Excerpts from a detection dataset:
···
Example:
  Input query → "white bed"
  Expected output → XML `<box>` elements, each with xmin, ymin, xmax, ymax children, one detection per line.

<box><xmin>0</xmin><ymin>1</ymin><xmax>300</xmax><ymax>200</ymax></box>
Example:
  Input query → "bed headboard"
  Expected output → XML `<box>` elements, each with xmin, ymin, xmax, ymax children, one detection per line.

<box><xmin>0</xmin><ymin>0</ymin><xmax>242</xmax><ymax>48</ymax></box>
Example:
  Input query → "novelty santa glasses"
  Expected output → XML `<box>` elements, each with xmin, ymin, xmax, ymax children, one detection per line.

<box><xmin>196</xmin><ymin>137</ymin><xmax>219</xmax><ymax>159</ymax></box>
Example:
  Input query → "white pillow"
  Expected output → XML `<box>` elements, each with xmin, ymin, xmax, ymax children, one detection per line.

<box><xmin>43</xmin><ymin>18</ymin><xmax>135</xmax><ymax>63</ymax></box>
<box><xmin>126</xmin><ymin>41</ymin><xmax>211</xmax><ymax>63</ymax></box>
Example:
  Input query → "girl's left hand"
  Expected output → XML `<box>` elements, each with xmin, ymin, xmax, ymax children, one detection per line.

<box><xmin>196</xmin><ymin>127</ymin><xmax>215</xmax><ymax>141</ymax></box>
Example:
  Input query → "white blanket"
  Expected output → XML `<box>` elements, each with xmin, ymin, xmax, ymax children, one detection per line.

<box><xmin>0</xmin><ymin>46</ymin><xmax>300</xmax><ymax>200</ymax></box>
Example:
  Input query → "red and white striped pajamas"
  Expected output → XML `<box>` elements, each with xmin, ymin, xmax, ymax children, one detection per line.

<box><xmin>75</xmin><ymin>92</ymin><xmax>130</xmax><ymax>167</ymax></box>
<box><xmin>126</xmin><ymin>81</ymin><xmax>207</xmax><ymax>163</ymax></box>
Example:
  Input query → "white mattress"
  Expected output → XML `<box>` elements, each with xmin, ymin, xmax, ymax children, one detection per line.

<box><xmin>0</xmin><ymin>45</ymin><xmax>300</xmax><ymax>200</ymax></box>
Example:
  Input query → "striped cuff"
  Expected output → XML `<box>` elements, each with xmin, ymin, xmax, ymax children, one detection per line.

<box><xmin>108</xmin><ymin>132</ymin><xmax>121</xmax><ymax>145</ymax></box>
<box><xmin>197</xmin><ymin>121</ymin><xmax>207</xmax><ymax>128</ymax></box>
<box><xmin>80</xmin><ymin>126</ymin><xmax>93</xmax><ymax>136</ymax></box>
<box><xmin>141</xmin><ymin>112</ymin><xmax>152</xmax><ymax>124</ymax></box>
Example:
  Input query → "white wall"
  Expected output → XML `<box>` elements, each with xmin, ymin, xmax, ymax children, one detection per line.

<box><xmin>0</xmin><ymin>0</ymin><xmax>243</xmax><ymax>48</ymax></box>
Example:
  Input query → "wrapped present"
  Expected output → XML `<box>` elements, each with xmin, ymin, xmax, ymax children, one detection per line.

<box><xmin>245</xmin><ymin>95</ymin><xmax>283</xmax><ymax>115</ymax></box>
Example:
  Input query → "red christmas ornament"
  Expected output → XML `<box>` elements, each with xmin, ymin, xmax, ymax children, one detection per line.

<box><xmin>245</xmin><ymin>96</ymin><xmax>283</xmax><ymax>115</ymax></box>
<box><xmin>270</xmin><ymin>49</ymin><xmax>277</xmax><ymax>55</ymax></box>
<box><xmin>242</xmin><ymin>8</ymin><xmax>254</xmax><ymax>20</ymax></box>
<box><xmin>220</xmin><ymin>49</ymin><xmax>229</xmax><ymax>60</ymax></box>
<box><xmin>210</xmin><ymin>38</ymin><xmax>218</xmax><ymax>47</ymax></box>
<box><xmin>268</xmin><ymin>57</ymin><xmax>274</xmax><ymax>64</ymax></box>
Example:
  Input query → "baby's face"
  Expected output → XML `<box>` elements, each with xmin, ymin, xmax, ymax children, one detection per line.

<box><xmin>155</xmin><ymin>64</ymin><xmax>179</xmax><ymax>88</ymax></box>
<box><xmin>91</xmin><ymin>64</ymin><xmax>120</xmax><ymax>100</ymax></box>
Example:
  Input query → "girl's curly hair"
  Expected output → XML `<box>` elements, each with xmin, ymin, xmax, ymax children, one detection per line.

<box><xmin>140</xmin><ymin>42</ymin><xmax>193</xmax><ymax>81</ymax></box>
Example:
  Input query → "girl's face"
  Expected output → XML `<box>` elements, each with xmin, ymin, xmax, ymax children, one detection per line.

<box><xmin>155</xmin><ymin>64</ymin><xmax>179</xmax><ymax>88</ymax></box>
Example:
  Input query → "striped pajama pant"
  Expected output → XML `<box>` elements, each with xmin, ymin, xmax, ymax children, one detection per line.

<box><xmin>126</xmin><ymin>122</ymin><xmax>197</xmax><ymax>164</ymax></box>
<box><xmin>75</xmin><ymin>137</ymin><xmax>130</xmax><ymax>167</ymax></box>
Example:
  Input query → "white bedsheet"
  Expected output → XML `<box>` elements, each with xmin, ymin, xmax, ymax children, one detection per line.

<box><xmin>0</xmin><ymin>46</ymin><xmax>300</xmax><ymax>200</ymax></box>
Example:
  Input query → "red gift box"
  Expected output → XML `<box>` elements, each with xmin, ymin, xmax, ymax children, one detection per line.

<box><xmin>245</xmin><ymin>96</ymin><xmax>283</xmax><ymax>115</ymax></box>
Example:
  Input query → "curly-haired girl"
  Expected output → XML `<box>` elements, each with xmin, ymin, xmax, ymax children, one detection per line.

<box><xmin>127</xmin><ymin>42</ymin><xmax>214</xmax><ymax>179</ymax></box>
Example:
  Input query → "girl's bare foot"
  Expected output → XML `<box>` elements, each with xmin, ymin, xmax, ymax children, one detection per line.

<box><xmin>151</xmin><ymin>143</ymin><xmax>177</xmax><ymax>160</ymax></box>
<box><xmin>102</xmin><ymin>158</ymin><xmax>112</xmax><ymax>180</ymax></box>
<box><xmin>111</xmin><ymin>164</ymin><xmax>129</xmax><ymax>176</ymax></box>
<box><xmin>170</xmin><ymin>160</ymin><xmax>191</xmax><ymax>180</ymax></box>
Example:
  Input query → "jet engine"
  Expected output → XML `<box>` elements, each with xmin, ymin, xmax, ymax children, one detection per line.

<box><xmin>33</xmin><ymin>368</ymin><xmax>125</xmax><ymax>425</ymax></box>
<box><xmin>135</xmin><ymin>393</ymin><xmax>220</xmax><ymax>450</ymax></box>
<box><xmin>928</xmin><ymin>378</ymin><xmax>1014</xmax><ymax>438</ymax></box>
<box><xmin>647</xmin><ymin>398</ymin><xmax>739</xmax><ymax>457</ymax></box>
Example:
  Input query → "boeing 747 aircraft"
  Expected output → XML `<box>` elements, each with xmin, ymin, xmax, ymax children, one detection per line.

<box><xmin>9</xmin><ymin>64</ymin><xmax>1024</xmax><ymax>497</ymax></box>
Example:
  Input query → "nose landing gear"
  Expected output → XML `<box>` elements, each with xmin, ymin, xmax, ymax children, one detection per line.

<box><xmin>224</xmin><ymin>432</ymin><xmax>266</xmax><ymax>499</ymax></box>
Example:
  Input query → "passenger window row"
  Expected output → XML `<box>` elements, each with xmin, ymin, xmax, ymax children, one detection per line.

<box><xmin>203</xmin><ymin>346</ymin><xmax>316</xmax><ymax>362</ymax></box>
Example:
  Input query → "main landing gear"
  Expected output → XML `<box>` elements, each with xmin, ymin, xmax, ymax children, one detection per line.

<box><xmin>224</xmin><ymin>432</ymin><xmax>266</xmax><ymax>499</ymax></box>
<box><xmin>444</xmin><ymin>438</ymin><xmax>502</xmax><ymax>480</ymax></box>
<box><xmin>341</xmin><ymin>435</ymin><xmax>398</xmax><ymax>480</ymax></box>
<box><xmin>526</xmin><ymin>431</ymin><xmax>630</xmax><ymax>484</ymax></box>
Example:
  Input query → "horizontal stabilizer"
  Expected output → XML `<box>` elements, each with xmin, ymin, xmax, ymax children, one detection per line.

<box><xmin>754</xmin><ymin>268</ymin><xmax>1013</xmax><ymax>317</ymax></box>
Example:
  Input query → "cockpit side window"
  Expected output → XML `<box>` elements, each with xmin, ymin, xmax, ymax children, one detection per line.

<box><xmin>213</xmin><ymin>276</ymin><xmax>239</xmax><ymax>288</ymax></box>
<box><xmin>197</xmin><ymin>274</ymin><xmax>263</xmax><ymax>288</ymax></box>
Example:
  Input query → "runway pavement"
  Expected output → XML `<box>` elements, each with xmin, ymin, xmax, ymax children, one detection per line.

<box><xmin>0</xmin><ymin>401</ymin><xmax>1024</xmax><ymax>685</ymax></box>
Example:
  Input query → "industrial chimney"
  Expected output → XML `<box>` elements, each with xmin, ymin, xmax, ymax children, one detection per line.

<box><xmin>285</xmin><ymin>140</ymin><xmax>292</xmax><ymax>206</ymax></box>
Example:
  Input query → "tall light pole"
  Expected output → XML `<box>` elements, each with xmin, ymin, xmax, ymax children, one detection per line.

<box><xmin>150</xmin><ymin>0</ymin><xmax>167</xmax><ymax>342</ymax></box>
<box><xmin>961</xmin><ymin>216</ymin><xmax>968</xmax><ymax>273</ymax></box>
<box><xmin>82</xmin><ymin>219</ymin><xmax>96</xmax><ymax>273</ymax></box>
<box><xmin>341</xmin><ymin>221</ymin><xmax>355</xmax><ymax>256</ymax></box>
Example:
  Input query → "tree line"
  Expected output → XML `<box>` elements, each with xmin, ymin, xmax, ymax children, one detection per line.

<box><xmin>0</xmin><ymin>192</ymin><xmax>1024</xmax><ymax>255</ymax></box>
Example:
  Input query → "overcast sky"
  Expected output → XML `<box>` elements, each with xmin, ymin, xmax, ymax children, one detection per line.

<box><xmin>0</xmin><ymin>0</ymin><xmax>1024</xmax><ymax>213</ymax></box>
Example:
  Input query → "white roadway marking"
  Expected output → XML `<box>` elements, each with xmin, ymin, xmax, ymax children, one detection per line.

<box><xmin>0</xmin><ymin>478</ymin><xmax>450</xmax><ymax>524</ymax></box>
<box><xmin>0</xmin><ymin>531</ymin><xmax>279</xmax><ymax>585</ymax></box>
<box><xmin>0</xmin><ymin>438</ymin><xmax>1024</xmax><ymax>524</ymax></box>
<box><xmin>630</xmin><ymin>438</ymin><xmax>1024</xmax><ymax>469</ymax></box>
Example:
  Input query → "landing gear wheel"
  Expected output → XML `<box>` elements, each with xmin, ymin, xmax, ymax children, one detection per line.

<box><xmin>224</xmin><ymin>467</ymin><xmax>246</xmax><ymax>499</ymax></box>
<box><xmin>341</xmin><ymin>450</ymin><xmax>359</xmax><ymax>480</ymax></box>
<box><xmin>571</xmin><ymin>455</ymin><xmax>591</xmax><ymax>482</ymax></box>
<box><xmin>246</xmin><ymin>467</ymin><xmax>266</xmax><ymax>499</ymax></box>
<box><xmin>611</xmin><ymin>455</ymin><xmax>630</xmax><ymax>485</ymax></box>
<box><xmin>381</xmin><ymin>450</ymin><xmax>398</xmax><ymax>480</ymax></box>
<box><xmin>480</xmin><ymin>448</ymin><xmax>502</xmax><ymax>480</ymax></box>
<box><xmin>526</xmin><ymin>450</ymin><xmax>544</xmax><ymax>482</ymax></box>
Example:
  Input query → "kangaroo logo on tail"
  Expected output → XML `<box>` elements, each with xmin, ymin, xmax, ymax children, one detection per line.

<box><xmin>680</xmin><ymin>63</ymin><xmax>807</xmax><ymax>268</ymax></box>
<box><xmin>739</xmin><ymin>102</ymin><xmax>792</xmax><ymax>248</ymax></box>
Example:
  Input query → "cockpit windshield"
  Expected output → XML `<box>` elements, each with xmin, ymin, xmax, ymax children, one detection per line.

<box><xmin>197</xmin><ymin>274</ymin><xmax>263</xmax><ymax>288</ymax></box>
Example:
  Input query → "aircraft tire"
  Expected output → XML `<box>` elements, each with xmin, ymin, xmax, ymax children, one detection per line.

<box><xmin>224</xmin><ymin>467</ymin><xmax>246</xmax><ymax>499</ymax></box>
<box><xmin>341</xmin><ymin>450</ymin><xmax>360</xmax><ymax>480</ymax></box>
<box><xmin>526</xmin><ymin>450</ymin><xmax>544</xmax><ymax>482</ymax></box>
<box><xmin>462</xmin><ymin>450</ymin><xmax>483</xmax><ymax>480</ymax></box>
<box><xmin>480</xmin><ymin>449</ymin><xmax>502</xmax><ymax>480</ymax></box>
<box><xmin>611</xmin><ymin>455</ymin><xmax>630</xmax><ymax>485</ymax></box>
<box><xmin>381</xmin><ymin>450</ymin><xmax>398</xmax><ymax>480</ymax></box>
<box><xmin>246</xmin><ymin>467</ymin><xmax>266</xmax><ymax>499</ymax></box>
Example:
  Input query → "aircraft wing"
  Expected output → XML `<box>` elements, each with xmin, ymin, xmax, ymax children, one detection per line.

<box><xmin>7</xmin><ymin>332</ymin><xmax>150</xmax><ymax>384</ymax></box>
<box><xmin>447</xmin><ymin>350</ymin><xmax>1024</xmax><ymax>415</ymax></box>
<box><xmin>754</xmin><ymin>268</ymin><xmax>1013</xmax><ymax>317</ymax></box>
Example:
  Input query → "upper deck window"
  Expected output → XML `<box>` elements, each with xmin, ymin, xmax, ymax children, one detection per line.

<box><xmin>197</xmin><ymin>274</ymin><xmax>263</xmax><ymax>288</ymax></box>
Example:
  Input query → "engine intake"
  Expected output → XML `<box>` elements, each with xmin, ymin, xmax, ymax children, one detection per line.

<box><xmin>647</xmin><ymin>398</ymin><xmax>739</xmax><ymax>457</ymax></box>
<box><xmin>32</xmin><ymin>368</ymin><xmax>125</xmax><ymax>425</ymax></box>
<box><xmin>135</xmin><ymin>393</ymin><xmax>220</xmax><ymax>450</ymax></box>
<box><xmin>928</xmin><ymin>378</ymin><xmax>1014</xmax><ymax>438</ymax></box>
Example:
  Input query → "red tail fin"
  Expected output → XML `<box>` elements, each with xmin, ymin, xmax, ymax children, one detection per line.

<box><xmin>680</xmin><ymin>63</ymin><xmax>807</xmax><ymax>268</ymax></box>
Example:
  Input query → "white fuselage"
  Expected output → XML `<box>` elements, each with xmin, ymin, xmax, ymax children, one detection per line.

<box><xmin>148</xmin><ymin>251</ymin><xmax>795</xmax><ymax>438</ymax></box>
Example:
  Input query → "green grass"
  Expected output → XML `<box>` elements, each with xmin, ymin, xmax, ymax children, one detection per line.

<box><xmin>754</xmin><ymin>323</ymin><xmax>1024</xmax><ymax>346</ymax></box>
···
What needs to be done:
From the material above, pull out every line that contains the word "face".

Written solution:
  Input query → "baby's face"
  Input query → "girl's face"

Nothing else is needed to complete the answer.